▸ **Selected excerpt**
The Optimus blog

The blog that inspires leaders in the UK education sector

The Optimus blog

The blog that inspires leaders in the UK education sector

Elizabeth Holmes

The early years foundation stage framework: progress so far?

A year on from the implementation of the revised early years foundation stage framework, Elizabeth Holmes examines the impact on early years practice and practitioners. 

When the revised statutory framework for the early years foundation stage (EYFS) was published in March 2021 it is fair to say it wasn’t met with unanimous approval. Concerns with the content and application were expressed, and the wisdom of its setting within the wider context of a sector hit by Covid-19 questioned.

On publication of the framework, the Early Years Alliance issued a statement from its chief executive saying, ‘While we recognise that a review of the EYFS was necessary given that it has been a decade since the last was undertaken, we remain disappointed at how closed the entire process has been and the lack of any meaningful engagement with the sector.

‘Rather than reinforcing the need for and value of a child-centred approach to early years practice, the new framework appears to represent a shift towards a much more formal approach to provision, and one where the EYFS is seen as preparation for Key Stage 1, rather than a vital stage in and of itself.

‘The Alliance will continue to support the sector to implement and deliver the new framework in a way that reflects the critical importance of a broad, child-centred approach, underpinned by a commitment to learning through play – practice that we as a sector know is best for supporting early development.’

Improving outcomes and reducing workload

At the time, the DfE explained that the proposals were intended to: 

  • make all 17 early learning goals (ELGs) clearer, more specific and easier for teachers to make accurate judgements
  • focus on strengthening language and vocabulary development to particularly support disadvantaged children
  • strengthen literacy and numeracy outcomes to ensure all children have a good grasp of these areas of learning in preparation for Year 1
  • ensure the ELGs are based on the latest evidence in childhood development
  • ensure they reflect the strongest predictors of future attainment.

▸ **Tasks for this exercise**
1/ Reproduce the passage of the EYFS blog post word for word, starting with "The early years foundation stage framework: progress" and going on through "by Covid-19 questioned.".
2/ Does the EYFS blog post agree with each of these statements? Answer yes or no for each, quoting the words of the post that decide it. (a) The revised statutory framework was published in March 2021. (b) The Early Years Alliance described the review process as open and engaged with the sector. (c) One DfE proposal was to make all 17 early learning goals clearer.

▸ **Data**
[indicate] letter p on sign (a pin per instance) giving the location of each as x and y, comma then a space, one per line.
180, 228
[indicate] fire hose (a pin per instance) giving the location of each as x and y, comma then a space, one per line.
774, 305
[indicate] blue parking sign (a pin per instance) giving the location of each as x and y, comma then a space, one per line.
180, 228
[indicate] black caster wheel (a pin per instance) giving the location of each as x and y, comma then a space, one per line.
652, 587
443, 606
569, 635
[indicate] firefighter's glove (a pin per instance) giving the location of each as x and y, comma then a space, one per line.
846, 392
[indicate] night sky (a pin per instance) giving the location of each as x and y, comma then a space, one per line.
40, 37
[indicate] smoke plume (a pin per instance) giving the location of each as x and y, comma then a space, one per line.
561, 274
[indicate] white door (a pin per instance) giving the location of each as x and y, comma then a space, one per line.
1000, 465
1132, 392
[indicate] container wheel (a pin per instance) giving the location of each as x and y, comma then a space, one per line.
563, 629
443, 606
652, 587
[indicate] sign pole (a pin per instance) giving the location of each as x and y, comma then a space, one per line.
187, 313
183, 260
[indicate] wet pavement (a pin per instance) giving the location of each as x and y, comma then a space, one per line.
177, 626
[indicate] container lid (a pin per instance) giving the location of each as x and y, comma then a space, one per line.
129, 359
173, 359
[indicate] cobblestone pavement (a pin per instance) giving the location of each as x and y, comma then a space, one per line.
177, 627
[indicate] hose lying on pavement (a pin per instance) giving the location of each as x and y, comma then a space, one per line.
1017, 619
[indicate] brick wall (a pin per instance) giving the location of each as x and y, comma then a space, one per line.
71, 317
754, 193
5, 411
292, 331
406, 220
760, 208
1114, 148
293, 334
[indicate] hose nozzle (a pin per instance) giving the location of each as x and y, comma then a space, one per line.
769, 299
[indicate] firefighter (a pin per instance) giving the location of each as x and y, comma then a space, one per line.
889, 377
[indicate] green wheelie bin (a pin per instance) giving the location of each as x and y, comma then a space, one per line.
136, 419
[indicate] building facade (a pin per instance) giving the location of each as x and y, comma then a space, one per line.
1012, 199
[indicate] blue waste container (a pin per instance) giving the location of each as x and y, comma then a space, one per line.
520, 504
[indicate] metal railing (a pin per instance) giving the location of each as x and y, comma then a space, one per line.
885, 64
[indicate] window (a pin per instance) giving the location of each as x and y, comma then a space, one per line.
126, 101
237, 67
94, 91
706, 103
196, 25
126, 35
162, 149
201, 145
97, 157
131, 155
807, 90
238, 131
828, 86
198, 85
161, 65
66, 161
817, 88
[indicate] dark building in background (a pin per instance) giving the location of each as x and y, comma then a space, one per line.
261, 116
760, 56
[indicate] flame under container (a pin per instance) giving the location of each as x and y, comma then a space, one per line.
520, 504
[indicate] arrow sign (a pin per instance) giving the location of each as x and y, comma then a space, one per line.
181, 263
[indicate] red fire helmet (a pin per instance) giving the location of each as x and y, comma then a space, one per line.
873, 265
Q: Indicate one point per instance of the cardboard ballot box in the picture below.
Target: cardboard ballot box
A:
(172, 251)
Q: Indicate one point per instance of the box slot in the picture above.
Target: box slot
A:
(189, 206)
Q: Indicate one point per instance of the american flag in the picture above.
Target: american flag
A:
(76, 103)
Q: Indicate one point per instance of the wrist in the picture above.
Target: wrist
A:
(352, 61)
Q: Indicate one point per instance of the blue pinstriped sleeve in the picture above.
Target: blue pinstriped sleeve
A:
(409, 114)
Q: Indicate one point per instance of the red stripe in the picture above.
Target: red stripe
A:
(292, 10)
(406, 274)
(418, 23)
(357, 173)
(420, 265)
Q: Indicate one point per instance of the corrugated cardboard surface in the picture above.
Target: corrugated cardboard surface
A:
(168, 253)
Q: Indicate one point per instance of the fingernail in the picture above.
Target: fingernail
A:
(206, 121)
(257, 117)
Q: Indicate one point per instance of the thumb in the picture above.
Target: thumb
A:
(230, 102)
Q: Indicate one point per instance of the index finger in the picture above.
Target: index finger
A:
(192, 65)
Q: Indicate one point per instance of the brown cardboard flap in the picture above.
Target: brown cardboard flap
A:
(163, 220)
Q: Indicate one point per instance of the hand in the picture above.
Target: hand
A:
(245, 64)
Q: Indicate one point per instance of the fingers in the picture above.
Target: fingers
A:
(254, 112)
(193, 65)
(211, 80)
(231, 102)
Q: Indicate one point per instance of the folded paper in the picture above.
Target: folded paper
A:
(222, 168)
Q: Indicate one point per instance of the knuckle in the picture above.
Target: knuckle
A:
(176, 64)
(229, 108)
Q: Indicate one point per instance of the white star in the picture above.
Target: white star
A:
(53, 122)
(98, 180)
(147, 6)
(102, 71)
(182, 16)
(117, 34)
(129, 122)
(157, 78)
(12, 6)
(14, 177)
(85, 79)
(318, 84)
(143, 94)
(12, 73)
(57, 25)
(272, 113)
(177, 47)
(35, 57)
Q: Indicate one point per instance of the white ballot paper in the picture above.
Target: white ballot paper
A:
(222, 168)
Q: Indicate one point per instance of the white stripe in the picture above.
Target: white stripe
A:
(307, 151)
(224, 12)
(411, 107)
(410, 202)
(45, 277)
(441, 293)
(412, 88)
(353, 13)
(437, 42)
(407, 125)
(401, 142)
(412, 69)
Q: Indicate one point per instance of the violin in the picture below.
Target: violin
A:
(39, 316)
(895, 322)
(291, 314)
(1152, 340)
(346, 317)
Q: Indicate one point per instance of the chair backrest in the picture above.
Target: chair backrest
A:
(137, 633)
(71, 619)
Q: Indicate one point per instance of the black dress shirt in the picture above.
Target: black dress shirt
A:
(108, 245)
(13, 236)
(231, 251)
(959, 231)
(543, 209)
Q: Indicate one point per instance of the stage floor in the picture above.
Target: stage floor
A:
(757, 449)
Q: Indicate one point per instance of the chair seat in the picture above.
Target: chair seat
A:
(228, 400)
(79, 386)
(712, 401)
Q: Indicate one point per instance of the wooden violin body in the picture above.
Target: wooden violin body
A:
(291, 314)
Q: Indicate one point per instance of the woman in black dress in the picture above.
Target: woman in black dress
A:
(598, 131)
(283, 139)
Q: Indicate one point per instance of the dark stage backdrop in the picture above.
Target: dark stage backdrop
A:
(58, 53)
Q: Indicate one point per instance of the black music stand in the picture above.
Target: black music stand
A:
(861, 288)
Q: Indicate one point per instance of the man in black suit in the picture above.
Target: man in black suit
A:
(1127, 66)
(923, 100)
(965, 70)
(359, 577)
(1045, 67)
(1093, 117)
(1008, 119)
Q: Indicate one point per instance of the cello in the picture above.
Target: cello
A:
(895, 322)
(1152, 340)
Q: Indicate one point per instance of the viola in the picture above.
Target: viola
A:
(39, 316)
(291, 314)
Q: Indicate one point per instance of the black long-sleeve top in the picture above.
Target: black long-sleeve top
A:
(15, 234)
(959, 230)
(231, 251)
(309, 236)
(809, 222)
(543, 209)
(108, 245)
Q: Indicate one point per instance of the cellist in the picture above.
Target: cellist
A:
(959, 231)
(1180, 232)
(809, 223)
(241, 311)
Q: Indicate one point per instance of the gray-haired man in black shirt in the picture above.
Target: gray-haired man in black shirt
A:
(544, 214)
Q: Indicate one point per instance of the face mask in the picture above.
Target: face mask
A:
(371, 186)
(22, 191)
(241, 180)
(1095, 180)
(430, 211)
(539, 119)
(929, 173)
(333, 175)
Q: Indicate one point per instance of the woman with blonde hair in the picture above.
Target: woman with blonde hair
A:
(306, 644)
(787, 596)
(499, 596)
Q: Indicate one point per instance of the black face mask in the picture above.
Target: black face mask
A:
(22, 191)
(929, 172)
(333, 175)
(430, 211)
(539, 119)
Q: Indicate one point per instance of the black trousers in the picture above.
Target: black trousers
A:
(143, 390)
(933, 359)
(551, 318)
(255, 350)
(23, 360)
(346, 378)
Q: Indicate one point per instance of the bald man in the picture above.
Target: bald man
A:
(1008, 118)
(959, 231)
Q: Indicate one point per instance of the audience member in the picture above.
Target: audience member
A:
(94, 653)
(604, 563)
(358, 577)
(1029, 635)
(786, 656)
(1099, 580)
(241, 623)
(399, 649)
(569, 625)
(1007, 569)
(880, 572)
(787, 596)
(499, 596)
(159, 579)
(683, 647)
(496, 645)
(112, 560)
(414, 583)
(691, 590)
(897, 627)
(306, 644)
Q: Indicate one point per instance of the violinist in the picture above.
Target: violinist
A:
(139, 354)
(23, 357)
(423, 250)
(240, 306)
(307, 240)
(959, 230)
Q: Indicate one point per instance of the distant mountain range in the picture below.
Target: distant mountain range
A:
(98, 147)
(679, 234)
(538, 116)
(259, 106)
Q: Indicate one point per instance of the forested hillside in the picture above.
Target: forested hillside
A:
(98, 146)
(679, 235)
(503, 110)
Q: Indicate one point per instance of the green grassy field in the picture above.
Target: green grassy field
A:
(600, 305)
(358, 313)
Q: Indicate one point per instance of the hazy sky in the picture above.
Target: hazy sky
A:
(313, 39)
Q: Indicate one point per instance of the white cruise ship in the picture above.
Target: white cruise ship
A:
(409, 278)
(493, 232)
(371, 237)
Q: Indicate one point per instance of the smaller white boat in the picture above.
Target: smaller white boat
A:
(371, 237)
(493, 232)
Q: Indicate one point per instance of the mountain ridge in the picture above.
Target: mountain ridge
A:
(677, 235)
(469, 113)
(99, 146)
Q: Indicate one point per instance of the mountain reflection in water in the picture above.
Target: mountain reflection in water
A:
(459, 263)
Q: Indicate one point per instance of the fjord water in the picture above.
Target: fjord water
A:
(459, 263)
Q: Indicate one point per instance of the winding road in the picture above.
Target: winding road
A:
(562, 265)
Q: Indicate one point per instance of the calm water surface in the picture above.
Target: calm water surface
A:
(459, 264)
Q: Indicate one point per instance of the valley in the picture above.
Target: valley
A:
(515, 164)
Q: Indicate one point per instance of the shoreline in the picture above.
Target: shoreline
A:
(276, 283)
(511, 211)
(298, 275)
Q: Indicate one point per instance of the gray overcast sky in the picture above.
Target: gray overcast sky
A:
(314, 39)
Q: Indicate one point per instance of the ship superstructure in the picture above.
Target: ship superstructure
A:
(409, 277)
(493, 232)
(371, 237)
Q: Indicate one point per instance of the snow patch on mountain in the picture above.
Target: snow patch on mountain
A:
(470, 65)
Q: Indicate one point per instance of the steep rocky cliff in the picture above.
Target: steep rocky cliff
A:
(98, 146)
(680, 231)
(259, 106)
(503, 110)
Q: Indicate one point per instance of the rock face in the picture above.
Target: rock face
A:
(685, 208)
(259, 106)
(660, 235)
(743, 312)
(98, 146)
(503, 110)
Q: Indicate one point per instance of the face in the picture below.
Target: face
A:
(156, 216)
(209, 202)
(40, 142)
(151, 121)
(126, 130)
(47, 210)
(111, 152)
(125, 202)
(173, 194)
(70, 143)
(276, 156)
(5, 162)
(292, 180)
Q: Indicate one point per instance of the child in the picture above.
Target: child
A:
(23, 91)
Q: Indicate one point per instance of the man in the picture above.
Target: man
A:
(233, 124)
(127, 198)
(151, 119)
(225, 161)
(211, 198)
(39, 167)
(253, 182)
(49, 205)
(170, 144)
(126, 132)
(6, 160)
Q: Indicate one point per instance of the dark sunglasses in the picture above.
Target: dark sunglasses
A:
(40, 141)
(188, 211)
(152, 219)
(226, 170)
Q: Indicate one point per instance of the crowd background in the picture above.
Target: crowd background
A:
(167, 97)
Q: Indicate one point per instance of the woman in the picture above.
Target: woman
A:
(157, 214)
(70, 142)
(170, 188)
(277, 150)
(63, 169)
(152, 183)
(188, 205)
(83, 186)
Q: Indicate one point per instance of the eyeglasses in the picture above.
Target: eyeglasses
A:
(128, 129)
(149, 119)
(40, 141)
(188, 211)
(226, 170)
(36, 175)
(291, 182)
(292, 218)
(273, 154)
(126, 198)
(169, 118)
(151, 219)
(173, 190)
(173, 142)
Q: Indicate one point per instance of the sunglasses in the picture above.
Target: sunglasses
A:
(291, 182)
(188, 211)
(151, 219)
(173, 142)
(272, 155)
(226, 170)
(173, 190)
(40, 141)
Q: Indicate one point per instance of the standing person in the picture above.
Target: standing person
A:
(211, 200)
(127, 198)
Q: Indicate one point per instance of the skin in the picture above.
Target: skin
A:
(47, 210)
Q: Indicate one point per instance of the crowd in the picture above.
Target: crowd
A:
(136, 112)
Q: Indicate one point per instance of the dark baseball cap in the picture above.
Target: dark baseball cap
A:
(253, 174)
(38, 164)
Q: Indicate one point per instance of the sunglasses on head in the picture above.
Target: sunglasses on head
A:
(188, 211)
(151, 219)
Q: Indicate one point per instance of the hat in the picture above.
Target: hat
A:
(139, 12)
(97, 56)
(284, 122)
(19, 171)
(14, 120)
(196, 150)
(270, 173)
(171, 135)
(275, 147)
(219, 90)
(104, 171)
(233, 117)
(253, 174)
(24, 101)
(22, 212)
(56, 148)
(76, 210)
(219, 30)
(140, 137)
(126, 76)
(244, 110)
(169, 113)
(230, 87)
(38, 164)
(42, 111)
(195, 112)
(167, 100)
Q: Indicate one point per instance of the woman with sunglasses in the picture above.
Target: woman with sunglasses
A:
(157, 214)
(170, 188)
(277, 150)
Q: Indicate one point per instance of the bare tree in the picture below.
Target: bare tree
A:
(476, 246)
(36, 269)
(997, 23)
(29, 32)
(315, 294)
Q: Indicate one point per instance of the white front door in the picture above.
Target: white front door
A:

▸ **Solutions to each task**
1/
The early years foundation stage framework: progress so far?

A year on from the implementation of the revised early years foundation stage framework, Elizabeth Holmes examines the impact on early years practice and practitioners. 

When the revised statutory framework for the early years foundation stage (EYFS) was published in March 2021 it is fair to say it wasn’t met with unanimous approval. Concerns with the content and application were expressed, and the wisdom of its setting within the wider context of a sector hit by Covid-19 questioned.

2/
(a) Yes: "published in March 2021"
(b) No: "we remain disappointed at how closed the entire process has been and the lack of any meaningful engagement with the sector"
(c) Yes: "make all 17 early learning goals (ELGs) clearer, more specific and easier for teachers to make accurate judgements"